- OBJECTIVE:
Swap "window frame" for "door frame" in the lines between the one holding "like x=193, y=898." and the one holding "x=270, y=506", inclusive. Return only those lines of the entries, with nothing else changed.

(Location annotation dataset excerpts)
++++

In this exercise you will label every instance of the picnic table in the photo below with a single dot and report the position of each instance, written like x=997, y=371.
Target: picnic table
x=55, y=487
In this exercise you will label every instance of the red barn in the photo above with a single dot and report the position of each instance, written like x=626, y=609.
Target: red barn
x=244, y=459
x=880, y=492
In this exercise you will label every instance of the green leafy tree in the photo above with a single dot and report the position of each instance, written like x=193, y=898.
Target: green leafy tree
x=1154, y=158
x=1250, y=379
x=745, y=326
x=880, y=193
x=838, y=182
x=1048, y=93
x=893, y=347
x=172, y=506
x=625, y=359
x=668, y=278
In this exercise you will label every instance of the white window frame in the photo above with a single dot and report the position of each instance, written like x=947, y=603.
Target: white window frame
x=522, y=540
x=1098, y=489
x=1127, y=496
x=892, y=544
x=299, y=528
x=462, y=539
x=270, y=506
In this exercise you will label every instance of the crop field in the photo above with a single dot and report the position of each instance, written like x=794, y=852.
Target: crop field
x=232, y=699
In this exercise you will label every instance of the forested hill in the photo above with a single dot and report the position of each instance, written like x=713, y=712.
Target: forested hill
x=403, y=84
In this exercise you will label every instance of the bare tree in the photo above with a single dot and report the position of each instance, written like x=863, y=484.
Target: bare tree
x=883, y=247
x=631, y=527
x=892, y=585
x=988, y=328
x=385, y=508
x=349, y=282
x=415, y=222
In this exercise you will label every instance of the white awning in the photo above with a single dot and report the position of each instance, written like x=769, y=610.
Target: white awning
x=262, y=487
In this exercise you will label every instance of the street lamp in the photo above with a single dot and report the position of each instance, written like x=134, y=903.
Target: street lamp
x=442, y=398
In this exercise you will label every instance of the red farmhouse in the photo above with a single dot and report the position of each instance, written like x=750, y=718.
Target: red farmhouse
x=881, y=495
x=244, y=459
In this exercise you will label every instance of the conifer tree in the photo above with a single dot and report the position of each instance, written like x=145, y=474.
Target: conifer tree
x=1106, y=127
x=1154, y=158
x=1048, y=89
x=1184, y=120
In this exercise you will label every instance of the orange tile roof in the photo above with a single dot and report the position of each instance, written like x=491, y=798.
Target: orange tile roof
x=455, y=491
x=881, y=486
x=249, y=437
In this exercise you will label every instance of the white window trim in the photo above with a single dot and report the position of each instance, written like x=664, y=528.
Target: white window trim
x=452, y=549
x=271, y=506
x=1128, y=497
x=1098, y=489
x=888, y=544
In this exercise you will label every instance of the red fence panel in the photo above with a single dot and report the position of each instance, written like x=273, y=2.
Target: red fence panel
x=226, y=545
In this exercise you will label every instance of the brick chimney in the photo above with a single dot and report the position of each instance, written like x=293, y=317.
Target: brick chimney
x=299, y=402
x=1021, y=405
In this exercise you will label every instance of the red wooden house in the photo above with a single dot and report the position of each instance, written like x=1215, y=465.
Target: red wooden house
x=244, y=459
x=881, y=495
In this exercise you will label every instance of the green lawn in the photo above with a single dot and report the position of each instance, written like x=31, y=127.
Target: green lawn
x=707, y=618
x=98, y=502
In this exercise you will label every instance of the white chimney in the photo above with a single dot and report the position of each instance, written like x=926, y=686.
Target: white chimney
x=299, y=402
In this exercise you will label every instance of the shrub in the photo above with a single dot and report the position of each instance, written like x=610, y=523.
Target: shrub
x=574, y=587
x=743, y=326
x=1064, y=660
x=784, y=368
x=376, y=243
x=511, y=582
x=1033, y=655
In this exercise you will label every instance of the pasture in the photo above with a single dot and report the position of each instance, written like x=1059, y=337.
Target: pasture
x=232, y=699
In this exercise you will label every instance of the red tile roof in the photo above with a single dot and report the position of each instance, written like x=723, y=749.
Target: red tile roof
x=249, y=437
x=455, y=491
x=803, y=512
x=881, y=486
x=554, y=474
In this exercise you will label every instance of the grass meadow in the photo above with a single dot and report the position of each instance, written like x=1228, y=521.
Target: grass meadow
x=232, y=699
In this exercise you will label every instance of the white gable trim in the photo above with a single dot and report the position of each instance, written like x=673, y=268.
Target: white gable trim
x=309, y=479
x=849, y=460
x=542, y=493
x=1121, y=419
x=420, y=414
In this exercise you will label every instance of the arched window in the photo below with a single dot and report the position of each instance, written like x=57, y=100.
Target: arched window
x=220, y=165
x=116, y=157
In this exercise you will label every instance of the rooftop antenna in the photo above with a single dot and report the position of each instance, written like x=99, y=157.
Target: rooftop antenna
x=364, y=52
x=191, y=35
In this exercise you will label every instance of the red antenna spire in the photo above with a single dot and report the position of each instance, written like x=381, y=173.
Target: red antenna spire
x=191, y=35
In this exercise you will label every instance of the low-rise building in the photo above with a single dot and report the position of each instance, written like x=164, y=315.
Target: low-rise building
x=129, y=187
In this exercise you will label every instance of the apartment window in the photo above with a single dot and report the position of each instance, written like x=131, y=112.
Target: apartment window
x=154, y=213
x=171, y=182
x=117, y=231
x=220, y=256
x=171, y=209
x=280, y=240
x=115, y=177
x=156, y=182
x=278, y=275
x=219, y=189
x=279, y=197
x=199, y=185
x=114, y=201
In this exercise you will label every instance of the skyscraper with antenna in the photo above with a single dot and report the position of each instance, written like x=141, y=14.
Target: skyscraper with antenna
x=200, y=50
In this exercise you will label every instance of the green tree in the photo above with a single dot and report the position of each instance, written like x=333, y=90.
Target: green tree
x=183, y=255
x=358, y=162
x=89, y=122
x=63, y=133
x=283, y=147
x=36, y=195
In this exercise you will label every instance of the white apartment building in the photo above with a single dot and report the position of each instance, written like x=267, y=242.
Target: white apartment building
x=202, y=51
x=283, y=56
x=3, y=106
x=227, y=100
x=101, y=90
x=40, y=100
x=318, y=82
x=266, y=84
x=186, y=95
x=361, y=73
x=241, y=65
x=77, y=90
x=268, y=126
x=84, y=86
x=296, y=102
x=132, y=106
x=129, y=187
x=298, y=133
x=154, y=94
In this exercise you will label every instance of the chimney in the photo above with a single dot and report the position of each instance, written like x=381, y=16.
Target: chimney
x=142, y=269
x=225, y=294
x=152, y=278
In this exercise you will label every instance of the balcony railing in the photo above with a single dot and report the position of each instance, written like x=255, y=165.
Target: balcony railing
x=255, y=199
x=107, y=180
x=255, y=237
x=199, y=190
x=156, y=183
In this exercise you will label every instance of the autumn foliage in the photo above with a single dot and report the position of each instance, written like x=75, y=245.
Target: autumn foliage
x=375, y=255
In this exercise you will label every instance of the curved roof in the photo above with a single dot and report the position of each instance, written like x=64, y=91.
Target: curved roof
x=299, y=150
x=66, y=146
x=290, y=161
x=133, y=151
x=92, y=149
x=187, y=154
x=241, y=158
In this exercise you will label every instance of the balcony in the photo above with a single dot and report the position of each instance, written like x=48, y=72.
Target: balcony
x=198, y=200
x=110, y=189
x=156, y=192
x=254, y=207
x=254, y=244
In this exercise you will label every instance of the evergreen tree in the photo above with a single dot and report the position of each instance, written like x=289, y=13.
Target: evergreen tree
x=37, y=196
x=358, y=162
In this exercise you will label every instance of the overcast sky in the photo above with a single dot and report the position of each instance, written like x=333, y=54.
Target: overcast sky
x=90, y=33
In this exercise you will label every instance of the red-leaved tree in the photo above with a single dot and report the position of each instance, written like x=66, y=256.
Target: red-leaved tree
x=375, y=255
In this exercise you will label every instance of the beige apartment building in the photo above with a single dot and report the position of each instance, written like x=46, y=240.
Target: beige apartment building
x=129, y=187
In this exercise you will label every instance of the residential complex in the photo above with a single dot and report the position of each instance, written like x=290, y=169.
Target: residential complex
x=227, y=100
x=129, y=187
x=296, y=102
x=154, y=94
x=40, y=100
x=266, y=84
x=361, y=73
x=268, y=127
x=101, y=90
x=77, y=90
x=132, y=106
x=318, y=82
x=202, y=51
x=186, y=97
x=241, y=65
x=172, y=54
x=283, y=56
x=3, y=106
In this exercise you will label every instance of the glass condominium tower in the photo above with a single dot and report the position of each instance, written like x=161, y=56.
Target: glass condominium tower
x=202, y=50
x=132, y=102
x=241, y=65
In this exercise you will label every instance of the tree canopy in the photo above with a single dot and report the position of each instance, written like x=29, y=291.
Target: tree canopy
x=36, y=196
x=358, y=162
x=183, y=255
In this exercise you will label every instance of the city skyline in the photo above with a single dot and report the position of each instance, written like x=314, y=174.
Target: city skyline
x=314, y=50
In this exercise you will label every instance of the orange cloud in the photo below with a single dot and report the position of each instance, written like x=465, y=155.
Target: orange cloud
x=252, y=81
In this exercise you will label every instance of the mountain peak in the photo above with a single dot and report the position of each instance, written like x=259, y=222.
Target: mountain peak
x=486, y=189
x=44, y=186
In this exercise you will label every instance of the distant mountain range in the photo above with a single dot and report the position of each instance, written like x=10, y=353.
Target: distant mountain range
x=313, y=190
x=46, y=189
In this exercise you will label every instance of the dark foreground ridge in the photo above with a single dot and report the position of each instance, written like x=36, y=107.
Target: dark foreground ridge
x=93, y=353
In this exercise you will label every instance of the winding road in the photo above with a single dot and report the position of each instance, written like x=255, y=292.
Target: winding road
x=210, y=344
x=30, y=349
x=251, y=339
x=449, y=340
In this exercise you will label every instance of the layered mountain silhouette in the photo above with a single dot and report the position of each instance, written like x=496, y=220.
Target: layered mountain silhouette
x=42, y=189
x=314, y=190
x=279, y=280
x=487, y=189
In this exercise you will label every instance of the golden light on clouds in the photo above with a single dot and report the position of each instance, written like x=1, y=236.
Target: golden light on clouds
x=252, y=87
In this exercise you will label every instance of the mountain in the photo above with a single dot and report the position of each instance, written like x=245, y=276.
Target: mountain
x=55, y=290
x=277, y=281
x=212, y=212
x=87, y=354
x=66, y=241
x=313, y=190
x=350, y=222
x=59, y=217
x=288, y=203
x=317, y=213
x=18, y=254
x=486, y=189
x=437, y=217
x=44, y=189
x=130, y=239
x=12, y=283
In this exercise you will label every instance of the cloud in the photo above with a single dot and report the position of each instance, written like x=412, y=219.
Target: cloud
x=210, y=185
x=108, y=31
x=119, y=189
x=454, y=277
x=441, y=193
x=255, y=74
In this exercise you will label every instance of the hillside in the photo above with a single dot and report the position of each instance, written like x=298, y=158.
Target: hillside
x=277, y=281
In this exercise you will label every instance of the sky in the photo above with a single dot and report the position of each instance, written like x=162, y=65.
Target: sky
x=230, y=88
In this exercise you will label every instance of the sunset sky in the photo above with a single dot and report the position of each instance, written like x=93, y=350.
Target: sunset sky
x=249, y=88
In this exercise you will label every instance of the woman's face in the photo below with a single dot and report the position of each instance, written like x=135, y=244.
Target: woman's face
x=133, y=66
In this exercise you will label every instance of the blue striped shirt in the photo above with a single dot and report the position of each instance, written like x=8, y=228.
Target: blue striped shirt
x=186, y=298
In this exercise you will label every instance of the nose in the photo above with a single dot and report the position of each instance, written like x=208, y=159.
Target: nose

++++

- CORRECT RESULT:
In this exercise you will label every instance of the green leafy tree in the photo above with a single dot and report the position of each instance, written like x=193, y=898.
Target: green leafy tree
x=1154, y=158
x=1250, y=379
x=745, y=326
x=880, y=193
x=838, y=182
x=1048, y=93
x=893, y=347
x=172, y=506
x=625, y=359
x=668, y=278
In this exercise you will label every instance of the white door frame in the photo above with a single dot and report the position of each instance, written like x=947, y=603.
Target: white door frame
x=522, y=540
x=1098, y=489
x=1127, y=496
x=892, y=544
x=299, y=528
x=462, y=539
x=270, y=506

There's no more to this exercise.